> _PROVIDED PASSAGE_:
18. I agree with the respondents contention that the State obligation under Article 43(1)(b) is not to give houses to specific applicants but to provide a framework under which citizen may have access to housing. In order achieve the objective of ensuring that a class of employed person access housing the State has through the Employment Act imposed a mandate on the employer to provide housing or an allowance to the employee to obtain housing in the market. The mandate imposed on every employer is consistent with the State obligations under Article 43(1)(b)to provide access to housing. The government, as employer, has provision for either housing or payment of house allowance and in the circumstances of this case, it is clear that the respondents are not in contravention of the law. Regulation L.5 is clear as to whom government quarters are allocated to. It reads as follows, “Government quarters are allocated at the station where an officer is posted for duty on the basis of the points system as will be provided from time to time by the Ministry responsible for housing. In allocating a Government quarter, consideration will also be given to other general requirements such as the family size and proximity to the office.” Therefore, the petitioners having been transferred to another Ministry/station, they were no longer eligible to benefit under these rules.
19. The Code of Regulations (Revised 2006) I have cited clearly show that there is no right to a government House as such and once the petitioners cease to occupy government house, their right to house allowance which is guaranteed by statute will not be affected.

> _INFORMATION SUPPLIED_:
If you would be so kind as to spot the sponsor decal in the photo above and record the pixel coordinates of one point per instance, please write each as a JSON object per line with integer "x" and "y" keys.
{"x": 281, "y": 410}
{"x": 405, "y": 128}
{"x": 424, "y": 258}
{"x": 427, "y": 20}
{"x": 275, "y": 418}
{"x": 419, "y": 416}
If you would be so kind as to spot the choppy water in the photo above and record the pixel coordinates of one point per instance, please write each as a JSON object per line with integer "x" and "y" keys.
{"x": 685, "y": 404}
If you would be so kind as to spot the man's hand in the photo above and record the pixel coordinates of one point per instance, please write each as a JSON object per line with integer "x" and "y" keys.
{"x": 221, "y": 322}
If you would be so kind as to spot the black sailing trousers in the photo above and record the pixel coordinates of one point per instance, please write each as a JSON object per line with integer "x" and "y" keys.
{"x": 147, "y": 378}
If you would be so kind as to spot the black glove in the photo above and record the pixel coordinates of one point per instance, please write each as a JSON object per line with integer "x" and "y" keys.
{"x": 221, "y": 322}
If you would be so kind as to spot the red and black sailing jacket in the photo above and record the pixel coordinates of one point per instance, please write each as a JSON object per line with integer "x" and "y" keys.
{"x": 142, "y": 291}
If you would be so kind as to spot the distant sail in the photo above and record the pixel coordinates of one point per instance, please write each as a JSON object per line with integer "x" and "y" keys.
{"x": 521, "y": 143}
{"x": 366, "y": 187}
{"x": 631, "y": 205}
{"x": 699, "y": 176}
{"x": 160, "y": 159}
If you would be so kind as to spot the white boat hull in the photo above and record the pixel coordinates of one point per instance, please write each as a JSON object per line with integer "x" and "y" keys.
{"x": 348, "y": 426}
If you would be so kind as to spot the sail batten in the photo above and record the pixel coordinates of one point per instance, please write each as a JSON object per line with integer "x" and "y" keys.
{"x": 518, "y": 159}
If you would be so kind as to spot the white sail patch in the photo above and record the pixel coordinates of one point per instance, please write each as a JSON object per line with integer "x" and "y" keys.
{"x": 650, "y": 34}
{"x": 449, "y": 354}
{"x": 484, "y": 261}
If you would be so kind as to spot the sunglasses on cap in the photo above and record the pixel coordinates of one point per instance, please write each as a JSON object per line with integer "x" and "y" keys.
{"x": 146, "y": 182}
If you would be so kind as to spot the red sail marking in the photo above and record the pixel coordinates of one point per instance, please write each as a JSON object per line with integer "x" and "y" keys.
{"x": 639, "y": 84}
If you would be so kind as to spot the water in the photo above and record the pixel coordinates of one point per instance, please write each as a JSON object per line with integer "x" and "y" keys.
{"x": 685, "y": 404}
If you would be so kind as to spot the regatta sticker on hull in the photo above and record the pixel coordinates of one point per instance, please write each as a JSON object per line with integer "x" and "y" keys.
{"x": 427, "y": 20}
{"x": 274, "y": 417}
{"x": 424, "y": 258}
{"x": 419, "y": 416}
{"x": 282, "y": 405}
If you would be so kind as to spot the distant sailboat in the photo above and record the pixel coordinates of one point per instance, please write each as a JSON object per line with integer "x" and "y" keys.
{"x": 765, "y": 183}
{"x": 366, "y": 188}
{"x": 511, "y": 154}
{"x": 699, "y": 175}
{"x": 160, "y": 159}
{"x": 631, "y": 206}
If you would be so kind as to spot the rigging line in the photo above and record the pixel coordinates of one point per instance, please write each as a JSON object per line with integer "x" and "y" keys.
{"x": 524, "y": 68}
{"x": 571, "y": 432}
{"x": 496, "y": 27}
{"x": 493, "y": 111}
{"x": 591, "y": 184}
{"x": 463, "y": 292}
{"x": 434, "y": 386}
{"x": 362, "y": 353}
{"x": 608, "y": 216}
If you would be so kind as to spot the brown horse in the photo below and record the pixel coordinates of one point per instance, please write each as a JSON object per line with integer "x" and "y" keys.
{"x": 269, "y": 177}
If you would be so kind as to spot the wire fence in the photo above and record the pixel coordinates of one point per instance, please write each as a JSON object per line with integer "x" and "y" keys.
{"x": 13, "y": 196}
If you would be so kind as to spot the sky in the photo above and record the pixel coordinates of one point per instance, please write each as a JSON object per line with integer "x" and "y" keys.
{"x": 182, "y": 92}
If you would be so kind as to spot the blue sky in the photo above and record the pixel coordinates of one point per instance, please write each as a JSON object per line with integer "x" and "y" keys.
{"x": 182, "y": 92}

> _COMPLETE THE FOLLOWING_:
a) From the judgment excerpt above, extract the text starting with "19. The Code" and going on through "not be affected.".
b) Answer these questions from the judgment excerpt above:
(i) Through which Act has the State required employers to provide housing or a house allowance?
(ii) Which regulation sets out to whom government quarters are allocated?
(iii) What year is the cited revision of the Code of Regulations?

> _EXERCISE SOLUTIONS_:
a)
19. The Code of Regulations (Revised 2006) I have cited clearly show that there is no right to a government House as such and once the petitioners cease to occupy government house, their right to house allowance which is guaranteed by statute will not be affected.

b)
(i) The Employment Act
(ii) Regulation L.5
(iii) 2006